_THE REQUEST_: Return word for word every line of the listing below, from the line containing "If you could mark the laptop touchpad" up to and including the last line of the listing.
-*-
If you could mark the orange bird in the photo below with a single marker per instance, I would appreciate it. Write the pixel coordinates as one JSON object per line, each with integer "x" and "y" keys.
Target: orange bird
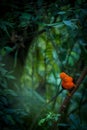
{"x": 67, "y": 81}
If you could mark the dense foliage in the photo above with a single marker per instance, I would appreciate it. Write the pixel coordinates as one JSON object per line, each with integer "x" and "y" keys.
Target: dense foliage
{"x": 38, "y": 41}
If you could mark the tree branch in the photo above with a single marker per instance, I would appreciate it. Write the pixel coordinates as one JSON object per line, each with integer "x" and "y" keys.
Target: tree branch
{"x": 68, "y": 97}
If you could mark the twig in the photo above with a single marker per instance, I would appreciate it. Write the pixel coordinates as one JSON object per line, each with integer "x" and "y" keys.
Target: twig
{"x": 68, "y": 97}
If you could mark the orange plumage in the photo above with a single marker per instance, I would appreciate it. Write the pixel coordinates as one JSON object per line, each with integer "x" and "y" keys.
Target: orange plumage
{"x": 67, "y": 81}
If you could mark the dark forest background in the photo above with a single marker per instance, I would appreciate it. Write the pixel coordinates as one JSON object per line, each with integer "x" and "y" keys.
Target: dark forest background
{"x": 39, "y": 40}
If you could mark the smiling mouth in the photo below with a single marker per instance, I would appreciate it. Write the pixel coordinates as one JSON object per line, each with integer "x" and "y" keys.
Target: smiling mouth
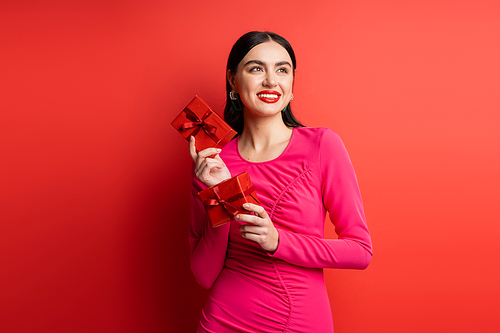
{"x": 271, "y": 96}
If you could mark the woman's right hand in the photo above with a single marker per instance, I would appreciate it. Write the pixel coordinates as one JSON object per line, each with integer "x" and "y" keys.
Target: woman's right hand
{"x": 210, "y": 171}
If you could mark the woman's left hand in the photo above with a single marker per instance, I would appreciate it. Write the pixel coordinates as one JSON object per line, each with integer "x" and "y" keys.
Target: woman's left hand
{"x": 259, "y": 227}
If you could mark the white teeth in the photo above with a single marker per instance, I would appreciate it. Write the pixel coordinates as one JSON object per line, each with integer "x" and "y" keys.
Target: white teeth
{"x": 268, "y": 95}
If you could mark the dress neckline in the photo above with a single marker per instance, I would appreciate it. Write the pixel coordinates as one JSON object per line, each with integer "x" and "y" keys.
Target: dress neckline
{"x": 269, "y": 161}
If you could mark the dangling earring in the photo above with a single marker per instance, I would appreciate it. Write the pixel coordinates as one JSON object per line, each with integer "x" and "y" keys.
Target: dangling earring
{"x": 235, "y": 101}
{"x": 231, "y": 95}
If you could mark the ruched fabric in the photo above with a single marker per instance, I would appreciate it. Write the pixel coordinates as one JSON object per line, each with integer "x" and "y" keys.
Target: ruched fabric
{"x": 255, "y": 291}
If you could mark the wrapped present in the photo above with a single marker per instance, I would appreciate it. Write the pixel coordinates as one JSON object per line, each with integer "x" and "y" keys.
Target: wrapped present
{"x": 225, "y": 200}
{"x": 209, "y": 130}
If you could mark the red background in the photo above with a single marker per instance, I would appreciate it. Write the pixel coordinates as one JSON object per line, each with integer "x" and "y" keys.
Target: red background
{"x": 94, "y": 181}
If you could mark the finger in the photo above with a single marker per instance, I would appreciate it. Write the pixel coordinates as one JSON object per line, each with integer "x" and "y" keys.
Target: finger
{"x": 207, "y": 166}
{"x": 247, "y": 218}
{"x": 209, "y": 152}
{"x": 192, "y": 148}
{"x": 254, "y": 229}
{"x": 258, "y": 210}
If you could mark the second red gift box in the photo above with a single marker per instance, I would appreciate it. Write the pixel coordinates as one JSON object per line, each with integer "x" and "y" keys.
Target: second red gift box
{"x": 209, "y": 130}
{"x": 225, "y": 200}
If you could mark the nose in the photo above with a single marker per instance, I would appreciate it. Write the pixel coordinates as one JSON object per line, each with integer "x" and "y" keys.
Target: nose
{"x": 270, "y": 80}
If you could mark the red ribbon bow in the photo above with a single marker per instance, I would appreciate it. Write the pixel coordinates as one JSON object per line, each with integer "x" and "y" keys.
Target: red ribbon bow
{"x": 228, "y": 206}
{"x": 199, "y": 124}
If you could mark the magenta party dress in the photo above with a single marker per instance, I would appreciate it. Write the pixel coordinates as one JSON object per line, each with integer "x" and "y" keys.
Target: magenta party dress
{"x": 256, "y": 291}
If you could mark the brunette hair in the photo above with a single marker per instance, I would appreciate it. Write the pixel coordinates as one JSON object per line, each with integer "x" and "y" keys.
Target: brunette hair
{"x": 242, "y": 46}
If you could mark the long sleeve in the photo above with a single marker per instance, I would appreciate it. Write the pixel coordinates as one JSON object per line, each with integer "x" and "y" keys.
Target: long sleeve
{"x": 342, "y": 199}
{"x": 208, "y": 244}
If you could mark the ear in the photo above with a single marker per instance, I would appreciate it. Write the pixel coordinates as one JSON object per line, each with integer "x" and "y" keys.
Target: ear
{"x": 230, "y": 79}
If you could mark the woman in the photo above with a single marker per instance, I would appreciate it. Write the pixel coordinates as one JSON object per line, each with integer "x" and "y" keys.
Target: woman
{"x": 265, "y": 270}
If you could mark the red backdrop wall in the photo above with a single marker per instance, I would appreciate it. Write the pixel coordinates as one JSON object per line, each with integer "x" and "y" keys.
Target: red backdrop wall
{"x": 94, "y": 181}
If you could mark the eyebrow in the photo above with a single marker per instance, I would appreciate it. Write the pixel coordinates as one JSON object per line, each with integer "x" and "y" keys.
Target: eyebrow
{"x": 258, "y": 62}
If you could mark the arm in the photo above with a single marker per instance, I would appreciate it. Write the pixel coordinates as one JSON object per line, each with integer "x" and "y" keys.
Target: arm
{"x": 342, "y": 198}
{"x": 208, "y": 244}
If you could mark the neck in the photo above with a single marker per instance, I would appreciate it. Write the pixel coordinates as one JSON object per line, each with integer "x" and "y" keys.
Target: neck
{"x": 263, "y": 138}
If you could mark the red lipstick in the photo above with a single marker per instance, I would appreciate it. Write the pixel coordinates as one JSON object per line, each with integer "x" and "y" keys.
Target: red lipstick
{"x": 269, "y": 96}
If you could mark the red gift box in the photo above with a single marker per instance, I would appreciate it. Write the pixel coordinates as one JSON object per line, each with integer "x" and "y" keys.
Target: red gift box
{"x": 209, "y": 130}
{"x": 225, "y": 200}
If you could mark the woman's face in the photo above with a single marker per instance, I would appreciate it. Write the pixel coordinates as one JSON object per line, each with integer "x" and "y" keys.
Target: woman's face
{"x": 264, "y": 79}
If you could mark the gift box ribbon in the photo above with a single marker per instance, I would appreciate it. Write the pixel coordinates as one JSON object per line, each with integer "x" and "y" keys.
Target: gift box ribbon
{"x": 199, "y": 124}
{"x": 228, "y": 206}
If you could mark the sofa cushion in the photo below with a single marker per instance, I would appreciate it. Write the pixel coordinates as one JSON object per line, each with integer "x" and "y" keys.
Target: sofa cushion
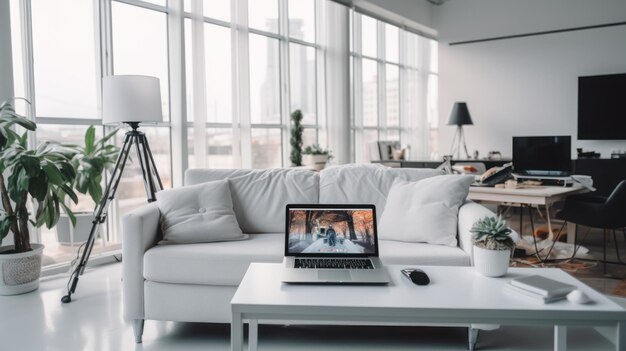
{"x": 198, "y": 214}
{"x": 365, "y": 184}
{"x": 425, "y": 211}
{"x": 218, "y": 263}
{"x": 403, "y": 253}
{"x": 260, "y": 196}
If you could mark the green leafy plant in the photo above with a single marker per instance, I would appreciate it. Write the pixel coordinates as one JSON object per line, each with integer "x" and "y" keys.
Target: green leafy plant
{"x": 43, "y": 176}
{"x": 492, "y": 233}
{"x": 296, "y": 138}
{"x": 316, "y": 149}
{"x": 91, "y": 160}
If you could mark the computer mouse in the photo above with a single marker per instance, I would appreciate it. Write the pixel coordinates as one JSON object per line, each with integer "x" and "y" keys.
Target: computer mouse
{"x": 419, "y": 277}
{"x": 578, "y": 297}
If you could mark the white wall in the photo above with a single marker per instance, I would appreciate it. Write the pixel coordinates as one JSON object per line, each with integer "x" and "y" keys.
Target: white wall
{"x": 524, "y": 86}
{"x": 6, "y": 65}
{"x": 415, "y": 14}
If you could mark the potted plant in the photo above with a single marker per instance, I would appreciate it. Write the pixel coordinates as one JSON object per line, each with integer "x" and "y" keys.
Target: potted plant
{"x": 90, "y": 161}
{"x": 36, "y": 180}
{"x": 315, "y": 157}
{"x": 296, "y": 138}
{"x": 493, "y": 244}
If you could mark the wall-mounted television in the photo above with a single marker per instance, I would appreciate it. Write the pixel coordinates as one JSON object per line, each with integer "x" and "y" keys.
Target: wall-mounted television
{"x": 602, "y": 107}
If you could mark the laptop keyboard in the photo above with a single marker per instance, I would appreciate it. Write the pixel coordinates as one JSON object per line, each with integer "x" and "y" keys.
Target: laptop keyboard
{"x": 343, "y": 263}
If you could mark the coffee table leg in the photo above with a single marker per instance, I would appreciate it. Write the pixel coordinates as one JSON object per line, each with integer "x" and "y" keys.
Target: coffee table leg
{"x": 472, "y": 337}
{"x": 253, "y": 334}
{"x": 560, "y": 338}
{"x": 236, "y": 333}
{"x": 620, "y": 337}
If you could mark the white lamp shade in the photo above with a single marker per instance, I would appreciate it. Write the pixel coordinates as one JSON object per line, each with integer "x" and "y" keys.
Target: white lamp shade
{"x": 131, "y": 98}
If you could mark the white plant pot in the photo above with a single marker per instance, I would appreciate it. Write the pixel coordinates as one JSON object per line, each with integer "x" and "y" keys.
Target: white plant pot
{"x": 491, "y": 263}
{"x": 19, "y": 272}
{"x": 317, "y": 162}
{"x": 68, "y": 235}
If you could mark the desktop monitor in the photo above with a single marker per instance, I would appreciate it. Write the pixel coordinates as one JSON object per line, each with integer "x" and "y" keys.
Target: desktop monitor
{"x": 542, "y": 155}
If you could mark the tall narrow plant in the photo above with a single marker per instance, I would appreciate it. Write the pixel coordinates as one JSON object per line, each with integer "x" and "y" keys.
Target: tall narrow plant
{"x": 44, "y": 174}
{"x": 296, "y": 138}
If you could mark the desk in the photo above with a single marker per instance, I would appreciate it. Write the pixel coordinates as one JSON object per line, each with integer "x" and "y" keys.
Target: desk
{"x": 436, "y": 163}
{"x": 535, "y": 196}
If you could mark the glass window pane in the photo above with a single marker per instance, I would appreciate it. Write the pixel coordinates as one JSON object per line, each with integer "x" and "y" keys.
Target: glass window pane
{"x": 266, "y": 148}
{"x": 218, "y": 73}
{"x": 302, "y": 19}
{"x": 392, "y": 48}
{"x": 264, "y": 80}
{"x": 157, "y": 2}
{"x": 369, "y": 43}
{"x": 59, "y": 252}
{"x": 412, "y": 49}
{"x": 369, "y": 136}
{"x": 393, "y": 95}
{"x": 219, "y": 150}
{"x": 263, "y": 15}
{"x": 189, "y": 71}
{"x": 16, "y": 45}
{"x": 218, "y": 9}
{"x": 431, "y": 100}
{"x": 140, "y": 45}
{"x": 65, "y": 58}
{"x": 370, "y": 93}
{"x": 434, "y": 56}
{"x": 302, "y": 81}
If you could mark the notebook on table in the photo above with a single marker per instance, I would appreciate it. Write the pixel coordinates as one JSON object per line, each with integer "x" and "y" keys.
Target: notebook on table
{"x": 335, "y": 244}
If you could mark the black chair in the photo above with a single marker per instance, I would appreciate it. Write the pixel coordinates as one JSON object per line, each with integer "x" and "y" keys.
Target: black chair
{"x": 606, "y": 213}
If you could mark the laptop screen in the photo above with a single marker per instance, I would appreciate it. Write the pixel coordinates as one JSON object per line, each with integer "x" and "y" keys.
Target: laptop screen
{"x": 331, "y": 230}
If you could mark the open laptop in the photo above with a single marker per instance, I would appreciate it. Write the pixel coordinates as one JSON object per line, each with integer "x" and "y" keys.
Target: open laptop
{"x": 335, "y": 244}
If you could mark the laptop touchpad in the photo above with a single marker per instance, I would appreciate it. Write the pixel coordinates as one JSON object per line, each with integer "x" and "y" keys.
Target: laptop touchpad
{"x": 334, "y": 275}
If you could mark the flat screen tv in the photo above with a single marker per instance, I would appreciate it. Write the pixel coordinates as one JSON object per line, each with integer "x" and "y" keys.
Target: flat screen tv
{"x": 601, "y": 107}
{"x": 542, "y": 155}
-*-
_PROBLEM SOLUTION_:
If you could mark the laptop touchpad in the photo above with a single marker per instance, I would appreciate it. Write the pixel coordinates as one JSON object per line, each with integer "x" and "y" keys.
Target: laptop touchpad
{"x": 334, "y": 275}
If you could mark the flat screen tv in the photo above with a single marker per instance, I would appreciate it. Write the pixel coordinates as one JSON object per line, each with integer "x" and "y" keys.
Target: flat screen tv
{"x": 601, "y": 107}
{"x": 542, "y": 155}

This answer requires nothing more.